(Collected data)
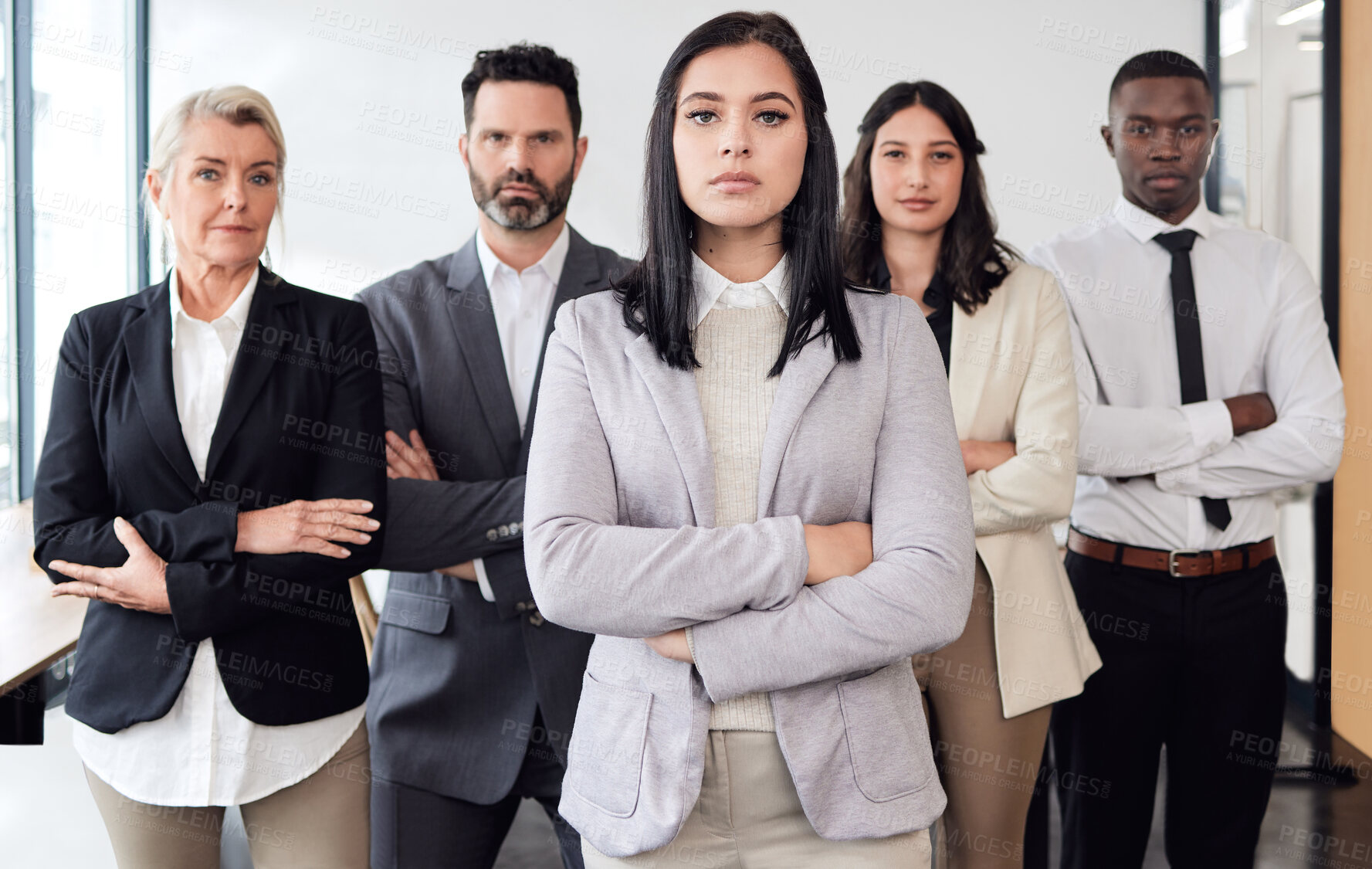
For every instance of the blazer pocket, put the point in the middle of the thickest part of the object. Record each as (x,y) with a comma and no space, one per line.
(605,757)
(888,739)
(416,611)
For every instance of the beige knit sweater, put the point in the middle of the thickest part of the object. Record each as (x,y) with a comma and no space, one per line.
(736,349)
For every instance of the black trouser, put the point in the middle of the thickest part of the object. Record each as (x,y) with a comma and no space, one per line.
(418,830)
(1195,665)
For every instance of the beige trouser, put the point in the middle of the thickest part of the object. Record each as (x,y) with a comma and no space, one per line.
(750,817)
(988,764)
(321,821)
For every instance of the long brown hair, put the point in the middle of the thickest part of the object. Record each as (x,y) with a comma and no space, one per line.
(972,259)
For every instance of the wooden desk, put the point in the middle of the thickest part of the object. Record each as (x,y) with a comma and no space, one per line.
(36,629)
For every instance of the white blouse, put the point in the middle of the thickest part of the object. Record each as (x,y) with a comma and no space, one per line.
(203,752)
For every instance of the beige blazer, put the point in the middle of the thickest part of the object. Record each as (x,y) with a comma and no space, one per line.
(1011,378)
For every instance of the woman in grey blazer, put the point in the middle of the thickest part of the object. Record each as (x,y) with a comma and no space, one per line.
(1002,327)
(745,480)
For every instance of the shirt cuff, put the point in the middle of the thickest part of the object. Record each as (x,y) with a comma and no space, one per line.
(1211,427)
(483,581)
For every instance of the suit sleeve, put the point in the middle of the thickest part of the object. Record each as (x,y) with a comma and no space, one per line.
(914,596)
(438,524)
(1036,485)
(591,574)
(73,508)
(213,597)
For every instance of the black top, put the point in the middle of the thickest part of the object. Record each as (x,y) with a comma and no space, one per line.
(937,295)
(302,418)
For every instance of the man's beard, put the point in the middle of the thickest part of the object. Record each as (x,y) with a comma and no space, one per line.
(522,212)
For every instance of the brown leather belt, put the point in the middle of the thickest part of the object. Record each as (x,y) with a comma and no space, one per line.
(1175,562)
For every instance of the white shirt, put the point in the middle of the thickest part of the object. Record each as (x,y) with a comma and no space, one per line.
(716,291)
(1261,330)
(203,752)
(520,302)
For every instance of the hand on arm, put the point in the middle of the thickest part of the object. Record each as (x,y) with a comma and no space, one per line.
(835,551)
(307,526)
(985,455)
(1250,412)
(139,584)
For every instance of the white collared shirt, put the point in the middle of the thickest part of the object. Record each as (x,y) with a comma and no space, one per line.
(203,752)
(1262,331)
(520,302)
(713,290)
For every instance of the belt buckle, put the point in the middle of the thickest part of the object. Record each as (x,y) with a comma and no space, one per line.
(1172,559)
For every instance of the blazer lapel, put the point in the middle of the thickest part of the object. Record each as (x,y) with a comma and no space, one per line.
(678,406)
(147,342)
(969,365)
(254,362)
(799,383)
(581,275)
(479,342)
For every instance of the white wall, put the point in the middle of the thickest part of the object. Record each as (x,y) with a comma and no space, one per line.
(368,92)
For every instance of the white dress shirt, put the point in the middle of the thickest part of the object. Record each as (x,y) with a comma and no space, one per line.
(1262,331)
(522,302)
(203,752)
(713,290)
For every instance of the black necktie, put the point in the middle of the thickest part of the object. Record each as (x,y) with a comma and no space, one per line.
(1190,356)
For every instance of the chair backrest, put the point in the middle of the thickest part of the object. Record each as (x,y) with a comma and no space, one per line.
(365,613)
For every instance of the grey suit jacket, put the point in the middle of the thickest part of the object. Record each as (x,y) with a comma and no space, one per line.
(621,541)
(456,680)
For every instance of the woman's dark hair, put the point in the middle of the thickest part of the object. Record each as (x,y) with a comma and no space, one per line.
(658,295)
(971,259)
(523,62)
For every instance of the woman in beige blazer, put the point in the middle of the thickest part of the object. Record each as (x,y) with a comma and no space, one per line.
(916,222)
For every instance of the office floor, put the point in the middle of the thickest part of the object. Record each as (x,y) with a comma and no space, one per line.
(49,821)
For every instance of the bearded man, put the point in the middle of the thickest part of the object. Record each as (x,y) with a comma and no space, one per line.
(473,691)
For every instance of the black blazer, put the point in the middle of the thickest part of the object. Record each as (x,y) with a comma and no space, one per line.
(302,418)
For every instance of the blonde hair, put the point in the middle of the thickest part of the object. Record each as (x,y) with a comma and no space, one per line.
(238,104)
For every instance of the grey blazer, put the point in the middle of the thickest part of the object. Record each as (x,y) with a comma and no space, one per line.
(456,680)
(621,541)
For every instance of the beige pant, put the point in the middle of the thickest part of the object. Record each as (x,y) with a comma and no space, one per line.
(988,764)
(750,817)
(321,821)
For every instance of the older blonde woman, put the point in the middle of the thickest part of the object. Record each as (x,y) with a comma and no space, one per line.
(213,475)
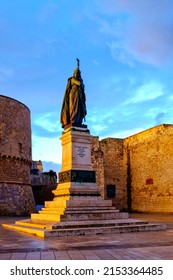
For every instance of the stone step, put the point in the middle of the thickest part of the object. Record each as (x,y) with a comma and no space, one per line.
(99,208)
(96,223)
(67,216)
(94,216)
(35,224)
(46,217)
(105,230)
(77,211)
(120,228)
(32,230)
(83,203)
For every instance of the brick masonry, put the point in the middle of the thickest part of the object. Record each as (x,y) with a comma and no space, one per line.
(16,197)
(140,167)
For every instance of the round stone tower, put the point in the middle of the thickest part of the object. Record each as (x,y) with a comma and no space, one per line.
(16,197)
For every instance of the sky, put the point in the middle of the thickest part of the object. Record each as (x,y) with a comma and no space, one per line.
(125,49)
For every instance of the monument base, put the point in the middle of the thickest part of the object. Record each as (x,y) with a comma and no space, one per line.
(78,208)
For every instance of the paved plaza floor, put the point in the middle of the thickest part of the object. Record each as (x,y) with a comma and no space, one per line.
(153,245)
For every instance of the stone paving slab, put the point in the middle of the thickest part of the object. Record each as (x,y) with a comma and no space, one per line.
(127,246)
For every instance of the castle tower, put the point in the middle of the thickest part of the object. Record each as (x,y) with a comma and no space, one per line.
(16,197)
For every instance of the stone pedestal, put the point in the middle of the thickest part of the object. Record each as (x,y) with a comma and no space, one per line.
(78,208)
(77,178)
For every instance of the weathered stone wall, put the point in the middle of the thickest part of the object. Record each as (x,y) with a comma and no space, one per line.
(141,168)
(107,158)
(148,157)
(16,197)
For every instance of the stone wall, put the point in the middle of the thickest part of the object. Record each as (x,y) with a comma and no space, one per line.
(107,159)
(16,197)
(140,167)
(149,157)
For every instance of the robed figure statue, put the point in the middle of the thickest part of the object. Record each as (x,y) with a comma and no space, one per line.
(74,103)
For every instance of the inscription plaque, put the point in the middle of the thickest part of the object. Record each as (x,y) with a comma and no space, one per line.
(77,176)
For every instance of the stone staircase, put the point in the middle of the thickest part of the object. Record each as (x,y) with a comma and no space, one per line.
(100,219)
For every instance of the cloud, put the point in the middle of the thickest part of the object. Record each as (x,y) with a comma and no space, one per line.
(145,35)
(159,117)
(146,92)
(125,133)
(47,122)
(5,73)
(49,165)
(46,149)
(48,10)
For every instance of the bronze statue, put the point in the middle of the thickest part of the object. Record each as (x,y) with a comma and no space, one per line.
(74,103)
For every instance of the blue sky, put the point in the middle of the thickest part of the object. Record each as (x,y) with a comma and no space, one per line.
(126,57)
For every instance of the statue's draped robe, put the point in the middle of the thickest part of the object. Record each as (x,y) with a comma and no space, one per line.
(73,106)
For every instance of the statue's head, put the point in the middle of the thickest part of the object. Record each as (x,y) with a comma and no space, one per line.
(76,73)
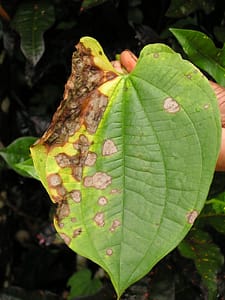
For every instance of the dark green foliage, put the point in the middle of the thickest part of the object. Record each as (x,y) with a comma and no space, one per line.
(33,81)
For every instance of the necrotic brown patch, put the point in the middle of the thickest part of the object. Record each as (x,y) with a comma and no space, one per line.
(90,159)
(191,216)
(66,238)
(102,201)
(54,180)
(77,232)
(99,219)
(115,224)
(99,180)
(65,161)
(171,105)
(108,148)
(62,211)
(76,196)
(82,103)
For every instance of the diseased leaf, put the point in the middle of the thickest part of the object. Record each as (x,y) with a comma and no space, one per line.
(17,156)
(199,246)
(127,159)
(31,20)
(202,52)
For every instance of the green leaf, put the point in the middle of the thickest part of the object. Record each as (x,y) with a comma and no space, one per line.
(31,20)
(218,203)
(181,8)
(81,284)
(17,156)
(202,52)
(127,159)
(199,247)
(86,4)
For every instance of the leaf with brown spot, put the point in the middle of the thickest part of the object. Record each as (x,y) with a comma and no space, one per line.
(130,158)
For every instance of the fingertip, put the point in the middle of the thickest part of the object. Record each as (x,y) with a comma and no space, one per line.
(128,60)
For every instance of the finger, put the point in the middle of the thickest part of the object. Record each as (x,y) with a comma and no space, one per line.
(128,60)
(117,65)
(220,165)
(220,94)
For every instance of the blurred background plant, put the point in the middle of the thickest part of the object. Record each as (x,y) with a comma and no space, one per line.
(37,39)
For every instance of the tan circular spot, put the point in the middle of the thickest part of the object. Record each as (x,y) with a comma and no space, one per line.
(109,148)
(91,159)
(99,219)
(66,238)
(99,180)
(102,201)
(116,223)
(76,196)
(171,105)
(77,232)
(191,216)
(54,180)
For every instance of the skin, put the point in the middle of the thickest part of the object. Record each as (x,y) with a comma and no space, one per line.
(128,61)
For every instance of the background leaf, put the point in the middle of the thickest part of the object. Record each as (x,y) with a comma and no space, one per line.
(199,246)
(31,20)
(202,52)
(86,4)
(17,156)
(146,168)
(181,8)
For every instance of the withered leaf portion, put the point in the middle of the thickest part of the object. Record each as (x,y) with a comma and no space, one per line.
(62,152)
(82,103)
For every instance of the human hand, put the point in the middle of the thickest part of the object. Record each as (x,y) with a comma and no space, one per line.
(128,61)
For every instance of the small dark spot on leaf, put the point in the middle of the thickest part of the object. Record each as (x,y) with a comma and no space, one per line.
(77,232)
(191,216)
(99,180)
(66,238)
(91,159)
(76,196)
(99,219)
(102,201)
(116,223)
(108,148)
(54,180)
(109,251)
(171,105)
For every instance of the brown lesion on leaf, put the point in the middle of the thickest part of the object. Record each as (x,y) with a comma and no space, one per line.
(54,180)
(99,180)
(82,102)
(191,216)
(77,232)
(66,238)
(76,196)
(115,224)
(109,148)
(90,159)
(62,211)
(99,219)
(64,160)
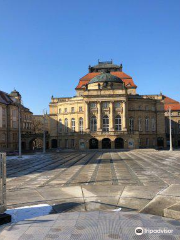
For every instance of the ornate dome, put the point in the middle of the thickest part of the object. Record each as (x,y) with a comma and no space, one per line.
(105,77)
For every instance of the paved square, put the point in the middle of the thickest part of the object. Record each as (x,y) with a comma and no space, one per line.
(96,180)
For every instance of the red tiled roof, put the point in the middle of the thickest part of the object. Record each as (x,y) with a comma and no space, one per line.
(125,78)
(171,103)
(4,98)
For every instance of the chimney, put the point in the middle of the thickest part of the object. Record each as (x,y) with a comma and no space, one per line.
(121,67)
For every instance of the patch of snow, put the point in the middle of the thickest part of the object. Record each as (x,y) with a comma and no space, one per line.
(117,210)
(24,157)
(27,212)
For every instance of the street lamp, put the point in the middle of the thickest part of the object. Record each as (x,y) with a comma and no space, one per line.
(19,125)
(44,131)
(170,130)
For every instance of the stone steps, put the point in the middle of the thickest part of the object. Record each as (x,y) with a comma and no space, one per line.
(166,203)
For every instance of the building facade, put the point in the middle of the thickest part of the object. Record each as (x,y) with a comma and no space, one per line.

> _TASK DESCRIPTION_
Extract exactly the lines from the one containing "For every instance of the small" through the last line of the records above, both included, and leave out the pictures.

> _WRITTEN ANSWER_
For every instance of the small dark spot on leaf, put the point in the middle of the thickest part of the object. Record each as (x,y) with a comma and no space, one per line.
(77,232)
(191,216)
(99,180)
(66,238)
(91,159)
(76,196)
(99,219)
(102,201)
(116,223)
(108,148)
(54,180)
(109,251)
(171,105)
For every instance of the brown lesion on leaf, put the point in the middle of the thickest part of the object. Record each as (x,y) with a comma and no space, one per line.
(54,180)
(99,180)
(82,102)
(191,216)
(77,232)
(66,238)
(76,196)
(115,224)
(109,148)
(90,159)
(62,211)
(99,219)
(64,160)
For every instance of the ornate dome, put the point in the middle of the thickest part of the object. Record each as (x,y) with a comma and no space, one per line.
(105,77)
For every instance of the paved square, put the point in the middle of the thickest part of the object. Record each as (x,y) with a comma and no space, one per line.
(96,180)
For every instance of the red tiled roof, put the point in the middle of the thickest part of the object. Record each as (x,y) with a comma and no space, one per line.
(125,78)
(171,103)
(4,98)
For every instance of the chimney, put the point in the middle of the thickest part of the object. Record each as (x,y) with a comma and no space, one per line.
(121,67)
For every instance of the patch of snow, put the point in the middle of the thickest part of the object. Record each as (x,y) with a comma and no space, one per line.
(117,210)
(24,157)
(27,212)
For every instance of the street lamp, put the point in the middle of the thickest part of the object. Record each as (x,y) with a comma and no space, one per line.
(19,125)
(44,131)
(170,130)
For every instance of the stone steps, put the point in the middle of the thickest part of the object. Record each as (x,y) with a comma and no space, one per line.
(166,203)
For every instance of the building facade, put the point in the middle of the thickest part of the object. Record each as (x,y) with a comma and no space, one per line.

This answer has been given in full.